**DATA FOR REVIEW**
- - - - -
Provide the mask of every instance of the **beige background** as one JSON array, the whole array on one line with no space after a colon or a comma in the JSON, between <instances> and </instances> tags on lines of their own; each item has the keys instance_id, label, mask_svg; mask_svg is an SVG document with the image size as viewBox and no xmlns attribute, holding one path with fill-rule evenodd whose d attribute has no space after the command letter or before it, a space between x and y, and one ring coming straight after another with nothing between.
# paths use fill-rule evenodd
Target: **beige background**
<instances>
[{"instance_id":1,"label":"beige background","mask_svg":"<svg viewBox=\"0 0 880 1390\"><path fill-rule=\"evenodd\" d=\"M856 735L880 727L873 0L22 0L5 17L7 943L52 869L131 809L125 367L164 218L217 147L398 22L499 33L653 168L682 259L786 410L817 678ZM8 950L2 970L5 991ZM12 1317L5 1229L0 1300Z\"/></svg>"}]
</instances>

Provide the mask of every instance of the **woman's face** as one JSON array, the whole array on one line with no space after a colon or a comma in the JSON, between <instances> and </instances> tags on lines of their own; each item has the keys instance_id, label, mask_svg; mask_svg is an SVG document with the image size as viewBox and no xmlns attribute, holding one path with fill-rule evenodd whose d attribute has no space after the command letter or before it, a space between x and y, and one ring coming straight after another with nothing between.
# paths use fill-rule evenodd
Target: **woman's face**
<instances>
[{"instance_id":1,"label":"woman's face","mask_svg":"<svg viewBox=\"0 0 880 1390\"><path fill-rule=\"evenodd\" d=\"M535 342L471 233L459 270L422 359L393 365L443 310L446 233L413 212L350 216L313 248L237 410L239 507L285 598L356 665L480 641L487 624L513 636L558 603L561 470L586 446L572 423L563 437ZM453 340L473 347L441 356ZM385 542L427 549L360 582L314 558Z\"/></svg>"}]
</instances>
- - - - -
**ASSIGNMENT**
Where in the entries above does the word "comma" appear? Copy each line that has it.

**TASK ANSWER**
Provide the mask of every instance of the **beige background** as one JSON array, the whole array on one line with no space after a colon or a comma in the JSON, between <instances> and </instances> tags on lines of their own; each item has the keys instance_id, label, mask_svg; mask_svg is an SVG document with the image size as viewBox and no xmlns attribute, holding one path with fill-rule evenodd whose d attribute has no space after the command letter or before it, a space between x and y, and one ring coming straight after another with nothing between.
Provide the mask of every instance of the **woman's face** as one JSON array, the whole array on one line with no space after a colon or a comma in the JSON, between <instances> and </instances> tags on lines of their own; each item has the keys instance_id, label, mask_svg; mask_svg is an SVG document with the image size as viewBox and no xmlns attribute, holding one path with fill-rule evenodd whose d attribute has no space after the command letter or before it, a space between x and y, and one ring coming straight after another with nothing between.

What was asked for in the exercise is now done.